Exercise brief
Your task is to repeat the entries exactly from their first line through the line with "Locate the red patio", and to stop there.

Records excerpted from a collection
○ ○ ○ ○

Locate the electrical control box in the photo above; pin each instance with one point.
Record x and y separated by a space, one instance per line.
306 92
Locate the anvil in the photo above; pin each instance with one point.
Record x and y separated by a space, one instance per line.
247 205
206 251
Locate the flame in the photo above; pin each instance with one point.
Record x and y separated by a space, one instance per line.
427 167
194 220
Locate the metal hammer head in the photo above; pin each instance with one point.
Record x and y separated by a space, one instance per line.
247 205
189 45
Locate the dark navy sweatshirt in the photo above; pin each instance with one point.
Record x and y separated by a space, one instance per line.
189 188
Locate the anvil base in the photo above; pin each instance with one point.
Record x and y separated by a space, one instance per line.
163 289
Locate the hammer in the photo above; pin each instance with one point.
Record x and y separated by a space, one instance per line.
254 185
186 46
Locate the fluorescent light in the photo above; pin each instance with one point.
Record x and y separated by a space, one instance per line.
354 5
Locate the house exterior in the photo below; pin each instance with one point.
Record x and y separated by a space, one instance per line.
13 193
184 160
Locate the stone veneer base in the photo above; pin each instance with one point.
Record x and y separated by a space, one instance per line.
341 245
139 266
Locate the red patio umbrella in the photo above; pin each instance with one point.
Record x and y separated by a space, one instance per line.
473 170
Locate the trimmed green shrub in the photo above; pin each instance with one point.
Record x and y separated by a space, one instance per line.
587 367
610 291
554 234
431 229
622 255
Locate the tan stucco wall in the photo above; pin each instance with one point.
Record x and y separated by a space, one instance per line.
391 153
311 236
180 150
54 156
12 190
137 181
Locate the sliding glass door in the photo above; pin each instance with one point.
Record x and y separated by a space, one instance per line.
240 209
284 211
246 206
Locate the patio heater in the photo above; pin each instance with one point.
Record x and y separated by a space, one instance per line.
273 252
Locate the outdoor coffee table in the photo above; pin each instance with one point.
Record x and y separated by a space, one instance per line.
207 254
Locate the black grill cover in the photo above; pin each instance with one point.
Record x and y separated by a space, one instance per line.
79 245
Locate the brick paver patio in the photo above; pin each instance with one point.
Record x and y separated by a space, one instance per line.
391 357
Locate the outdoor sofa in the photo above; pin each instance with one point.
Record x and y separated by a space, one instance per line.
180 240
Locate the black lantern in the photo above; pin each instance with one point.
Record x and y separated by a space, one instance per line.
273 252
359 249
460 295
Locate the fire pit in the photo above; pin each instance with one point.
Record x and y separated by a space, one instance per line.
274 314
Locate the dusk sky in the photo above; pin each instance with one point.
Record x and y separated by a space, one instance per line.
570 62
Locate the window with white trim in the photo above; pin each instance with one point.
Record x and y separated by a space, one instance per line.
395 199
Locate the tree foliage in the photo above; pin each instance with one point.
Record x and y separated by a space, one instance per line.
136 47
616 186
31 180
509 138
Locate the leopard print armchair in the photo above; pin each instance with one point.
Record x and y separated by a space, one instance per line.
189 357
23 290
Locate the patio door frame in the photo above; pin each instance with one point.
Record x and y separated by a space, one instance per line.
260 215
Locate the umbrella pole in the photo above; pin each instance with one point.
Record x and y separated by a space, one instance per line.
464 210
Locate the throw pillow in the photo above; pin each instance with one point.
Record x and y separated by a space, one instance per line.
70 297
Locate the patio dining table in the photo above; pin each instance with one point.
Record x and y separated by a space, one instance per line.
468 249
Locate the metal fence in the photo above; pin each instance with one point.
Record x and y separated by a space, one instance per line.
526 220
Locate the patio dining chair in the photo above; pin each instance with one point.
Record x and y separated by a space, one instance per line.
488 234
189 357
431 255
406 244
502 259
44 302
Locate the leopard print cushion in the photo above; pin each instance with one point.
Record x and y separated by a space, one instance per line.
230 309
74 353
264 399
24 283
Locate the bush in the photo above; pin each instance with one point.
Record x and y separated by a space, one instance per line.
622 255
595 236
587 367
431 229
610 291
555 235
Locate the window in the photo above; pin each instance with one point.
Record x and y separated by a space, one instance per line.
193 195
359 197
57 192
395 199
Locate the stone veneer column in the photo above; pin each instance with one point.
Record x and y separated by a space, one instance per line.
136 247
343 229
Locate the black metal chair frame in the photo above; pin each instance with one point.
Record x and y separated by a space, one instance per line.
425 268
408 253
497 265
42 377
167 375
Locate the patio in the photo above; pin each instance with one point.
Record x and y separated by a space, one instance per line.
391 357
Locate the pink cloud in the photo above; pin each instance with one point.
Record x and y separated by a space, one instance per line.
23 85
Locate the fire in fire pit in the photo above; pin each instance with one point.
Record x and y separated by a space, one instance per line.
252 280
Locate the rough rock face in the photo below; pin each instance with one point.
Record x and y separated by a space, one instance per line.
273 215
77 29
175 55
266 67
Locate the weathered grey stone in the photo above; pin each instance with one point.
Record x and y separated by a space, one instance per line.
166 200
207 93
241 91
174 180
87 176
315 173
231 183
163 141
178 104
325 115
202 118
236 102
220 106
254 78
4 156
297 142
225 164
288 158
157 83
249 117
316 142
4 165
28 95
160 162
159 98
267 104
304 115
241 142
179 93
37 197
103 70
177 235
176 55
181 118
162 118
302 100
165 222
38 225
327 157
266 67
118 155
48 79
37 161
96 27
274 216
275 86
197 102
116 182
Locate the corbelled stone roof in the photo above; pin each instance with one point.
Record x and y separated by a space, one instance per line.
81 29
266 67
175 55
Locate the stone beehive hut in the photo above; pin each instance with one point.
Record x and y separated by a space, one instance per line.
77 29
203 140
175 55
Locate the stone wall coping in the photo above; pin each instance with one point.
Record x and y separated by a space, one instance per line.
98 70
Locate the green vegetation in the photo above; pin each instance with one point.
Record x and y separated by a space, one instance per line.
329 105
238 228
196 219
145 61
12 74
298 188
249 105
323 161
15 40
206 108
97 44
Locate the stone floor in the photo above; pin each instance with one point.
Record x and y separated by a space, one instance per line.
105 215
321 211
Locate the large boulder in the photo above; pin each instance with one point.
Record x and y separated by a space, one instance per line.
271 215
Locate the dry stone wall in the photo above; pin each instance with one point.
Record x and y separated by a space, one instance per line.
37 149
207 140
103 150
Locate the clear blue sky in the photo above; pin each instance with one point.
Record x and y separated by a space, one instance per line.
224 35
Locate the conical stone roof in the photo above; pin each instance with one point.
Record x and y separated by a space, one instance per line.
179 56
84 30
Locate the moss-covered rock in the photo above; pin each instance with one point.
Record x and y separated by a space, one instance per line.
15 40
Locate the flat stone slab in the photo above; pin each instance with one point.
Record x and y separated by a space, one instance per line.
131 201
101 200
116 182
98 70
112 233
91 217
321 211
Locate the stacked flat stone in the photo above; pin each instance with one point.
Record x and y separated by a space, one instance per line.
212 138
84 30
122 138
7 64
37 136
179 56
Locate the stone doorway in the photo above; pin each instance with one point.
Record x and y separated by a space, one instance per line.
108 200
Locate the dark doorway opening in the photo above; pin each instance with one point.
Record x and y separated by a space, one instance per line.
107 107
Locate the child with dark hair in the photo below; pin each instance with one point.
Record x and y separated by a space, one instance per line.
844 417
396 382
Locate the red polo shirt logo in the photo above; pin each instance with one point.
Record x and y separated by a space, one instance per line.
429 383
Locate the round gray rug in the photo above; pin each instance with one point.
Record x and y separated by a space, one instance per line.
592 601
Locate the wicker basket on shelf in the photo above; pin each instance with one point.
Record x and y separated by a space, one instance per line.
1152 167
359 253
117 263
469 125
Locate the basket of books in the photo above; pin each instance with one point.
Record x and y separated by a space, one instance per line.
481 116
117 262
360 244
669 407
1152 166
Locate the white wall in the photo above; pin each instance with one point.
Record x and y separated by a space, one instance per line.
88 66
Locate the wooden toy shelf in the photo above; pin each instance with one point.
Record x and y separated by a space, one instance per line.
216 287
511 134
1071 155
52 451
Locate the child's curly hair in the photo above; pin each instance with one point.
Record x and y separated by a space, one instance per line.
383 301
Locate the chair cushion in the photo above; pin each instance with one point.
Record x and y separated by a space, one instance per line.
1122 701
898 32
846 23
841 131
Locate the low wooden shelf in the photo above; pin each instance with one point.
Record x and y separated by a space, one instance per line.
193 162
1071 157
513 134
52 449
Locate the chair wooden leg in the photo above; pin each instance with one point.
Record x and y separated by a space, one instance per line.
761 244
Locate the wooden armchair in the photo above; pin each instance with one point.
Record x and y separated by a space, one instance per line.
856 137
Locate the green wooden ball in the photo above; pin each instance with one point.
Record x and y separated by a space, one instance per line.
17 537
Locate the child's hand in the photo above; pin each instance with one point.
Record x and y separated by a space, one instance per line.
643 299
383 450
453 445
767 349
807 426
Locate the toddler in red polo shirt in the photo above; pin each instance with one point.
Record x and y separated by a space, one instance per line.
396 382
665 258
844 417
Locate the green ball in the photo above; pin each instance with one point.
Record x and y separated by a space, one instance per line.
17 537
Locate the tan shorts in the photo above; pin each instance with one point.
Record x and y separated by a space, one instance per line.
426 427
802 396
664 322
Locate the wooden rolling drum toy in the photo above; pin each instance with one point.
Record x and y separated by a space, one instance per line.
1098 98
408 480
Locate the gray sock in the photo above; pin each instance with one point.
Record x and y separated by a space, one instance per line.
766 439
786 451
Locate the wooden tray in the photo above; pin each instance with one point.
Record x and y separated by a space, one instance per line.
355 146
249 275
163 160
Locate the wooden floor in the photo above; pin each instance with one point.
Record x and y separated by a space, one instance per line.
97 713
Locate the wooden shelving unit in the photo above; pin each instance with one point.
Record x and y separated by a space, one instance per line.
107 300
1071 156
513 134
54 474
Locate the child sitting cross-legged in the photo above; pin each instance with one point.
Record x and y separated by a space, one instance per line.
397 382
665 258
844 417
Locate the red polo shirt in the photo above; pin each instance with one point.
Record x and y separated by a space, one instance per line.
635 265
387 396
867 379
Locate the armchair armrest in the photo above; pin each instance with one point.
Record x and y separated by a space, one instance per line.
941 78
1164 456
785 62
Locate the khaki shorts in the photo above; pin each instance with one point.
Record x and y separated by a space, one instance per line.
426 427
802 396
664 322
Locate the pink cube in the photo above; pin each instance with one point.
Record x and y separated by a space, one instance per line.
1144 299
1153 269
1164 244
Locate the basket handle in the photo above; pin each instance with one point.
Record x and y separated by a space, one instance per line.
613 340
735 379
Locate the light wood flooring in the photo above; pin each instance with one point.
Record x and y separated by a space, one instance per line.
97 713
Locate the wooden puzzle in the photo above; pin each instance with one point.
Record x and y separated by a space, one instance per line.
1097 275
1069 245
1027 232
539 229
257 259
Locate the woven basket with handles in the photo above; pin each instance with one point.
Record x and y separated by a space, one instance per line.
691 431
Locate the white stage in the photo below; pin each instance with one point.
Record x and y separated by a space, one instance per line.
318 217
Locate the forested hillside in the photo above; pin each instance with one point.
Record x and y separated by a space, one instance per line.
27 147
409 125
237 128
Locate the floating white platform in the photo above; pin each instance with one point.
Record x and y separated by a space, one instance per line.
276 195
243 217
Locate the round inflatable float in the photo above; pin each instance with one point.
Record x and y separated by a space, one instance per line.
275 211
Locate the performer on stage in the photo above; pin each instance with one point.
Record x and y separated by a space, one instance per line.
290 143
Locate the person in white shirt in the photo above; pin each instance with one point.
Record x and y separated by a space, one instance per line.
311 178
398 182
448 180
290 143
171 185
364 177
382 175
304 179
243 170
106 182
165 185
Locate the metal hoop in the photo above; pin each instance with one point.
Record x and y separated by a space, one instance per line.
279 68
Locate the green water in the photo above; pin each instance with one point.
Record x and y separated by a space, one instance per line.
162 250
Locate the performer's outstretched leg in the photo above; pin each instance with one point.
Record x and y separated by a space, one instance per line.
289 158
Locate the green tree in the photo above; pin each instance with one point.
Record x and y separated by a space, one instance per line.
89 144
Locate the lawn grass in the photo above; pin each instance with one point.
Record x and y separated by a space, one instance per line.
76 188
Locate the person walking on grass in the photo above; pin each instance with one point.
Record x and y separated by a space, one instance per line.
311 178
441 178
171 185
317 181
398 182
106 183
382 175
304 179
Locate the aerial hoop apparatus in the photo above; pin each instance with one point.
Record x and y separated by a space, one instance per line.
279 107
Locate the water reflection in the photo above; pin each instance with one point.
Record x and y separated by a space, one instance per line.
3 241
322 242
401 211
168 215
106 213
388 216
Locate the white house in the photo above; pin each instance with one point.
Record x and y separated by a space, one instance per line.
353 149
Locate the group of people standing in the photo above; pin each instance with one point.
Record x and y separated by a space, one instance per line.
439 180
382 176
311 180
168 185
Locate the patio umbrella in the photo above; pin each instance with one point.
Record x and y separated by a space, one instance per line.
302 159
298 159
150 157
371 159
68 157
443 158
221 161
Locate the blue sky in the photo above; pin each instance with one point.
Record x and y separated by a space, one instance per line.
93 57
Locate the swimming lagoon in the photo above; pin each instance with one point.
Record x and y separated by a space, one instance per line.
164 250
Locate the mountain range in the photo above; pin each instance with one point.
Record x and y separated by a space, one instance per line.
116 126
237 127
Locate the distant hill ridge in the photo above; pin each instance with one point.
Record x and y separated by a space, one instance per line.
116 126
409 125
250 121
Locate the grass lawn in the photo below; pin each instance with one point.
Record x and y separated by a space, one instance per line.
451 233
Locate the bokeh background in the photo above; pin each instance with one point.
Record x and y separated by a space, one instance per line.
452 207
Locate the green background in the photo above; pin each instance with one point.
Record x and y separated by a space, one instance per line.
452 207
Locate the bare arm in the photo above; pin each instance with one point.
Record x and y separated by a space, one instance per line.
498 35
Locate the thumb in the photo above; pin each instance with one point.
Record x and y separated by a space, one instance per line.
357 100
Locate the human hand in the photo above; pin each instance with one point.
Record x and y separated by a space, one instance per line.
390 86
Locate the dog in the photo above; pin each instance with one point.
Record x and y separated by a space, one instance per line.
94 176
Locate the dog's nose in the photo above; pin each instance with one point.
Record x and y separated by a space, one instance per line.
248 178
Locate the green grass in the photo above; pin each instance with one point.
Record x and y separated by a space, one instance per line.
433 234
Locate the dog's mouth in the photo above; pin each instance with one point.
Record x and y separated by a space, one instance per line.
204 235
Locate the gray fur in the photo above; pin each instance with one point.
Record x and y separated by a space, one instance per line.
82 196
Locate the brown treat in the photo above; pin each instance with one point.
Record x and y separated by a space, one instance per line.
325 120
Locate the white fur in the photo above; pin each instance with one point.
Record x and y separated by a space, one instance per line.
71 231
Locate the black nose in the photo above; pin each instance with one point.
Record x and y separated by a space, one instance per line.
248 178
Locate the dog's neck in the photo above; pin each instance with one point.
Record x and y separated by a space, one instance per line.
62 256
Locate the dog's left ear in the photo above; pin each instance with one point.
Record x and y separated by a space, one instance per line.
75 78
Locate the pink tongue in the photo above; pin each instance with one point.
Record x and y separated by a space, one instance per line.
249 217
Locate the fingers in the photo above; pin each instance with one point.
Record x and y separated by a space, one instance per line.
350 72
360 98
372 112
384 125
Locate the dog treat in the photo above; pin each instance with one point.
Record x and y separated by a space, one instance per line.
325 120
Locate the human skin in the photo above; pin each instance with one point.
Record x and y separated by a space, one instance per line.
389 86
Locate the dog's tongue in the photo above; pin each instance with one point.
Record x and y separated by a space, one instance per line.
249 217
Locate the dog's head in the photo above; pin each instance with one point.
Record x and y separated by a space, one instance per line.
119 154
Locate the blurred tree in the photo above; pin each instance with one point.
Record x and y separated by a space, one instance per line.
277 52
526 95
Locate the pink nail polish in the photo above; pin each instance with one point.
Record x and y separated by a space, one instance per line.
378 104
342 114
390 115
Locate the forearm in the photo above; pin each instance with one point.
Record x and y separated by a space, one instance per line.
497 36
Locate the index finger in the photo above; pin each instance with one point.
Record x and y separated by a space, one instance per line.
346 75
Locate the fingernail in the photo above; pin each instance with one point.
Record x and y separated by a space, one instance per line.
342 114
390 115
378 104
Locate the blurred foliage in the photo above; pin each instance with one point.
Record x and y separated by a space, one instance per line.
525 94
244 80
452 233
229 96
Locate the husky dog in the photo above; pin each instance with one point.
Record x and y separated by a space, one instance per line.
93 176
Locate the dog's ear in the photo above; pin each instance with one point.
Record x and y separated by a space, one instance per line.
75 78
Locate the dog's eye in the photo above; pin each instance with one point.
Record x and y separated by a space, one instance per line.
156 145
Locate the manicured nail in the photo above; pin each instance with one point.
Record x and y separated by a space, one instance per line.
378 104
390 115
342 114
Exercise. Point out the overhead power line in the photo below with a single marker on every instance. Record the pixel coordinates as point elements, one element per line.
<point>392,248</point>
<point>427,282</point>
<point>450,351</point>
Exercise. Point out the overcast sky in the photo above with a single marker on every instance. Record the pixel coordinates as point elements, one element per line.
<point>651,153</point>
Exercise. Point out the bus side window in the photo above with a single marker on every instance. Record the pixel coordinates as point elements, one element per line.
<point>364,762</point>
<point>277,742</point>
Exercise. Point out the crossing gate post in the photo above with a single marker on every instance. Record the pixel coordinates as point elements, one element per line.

○ ○ ○ ○

Task answer
Locate the electrical control box in the photo above; pin each instance with one point.
Record x and y separated by a space, one instance per line.
306 92
Locate the anvil in the photo above; pin each instance with one point.
Record x and y separated by a space, one instance per line.
247 205
206 251
Locate the flame in the photo above; pin each instance with one point.
Record x and y separated by a space, one instance per line.
427 167
194 220
Locate the metal hammer head in the photo above; pin each instance with one point.
Record x and y separated by a space, one instance per line.
247 205
189 45
Locate the dark navy sweatshirt in the photo above; pin each instance with one point.
Record x and y separated by a space, one instance per line.
189 188
Locate the anvil base in the photo above; pin each instance with one point.
Record x and y separated by a space, one instance per line.
163 289
Locate the hammer in the photo above; pin each instance with one point.
Record x and y separated by a space, one instance per line.
254 185
186 46
Locate the fluorescent light in the photo above; pin each instance with one point.
Record x and y separated by a space, one instance per line.
354 5
Locate the house exterior in the photo below; pin each instance with one point.
Record x and y separated by a space, one instance per line.
13 193
184 160
Locate the stone veneer base in the photo above; pin each instance with one point.
Record x and y separated by a space, one instance per line.
341 245
139 266
Locate the red patio umbrella in the photo above; pin each instance with one point.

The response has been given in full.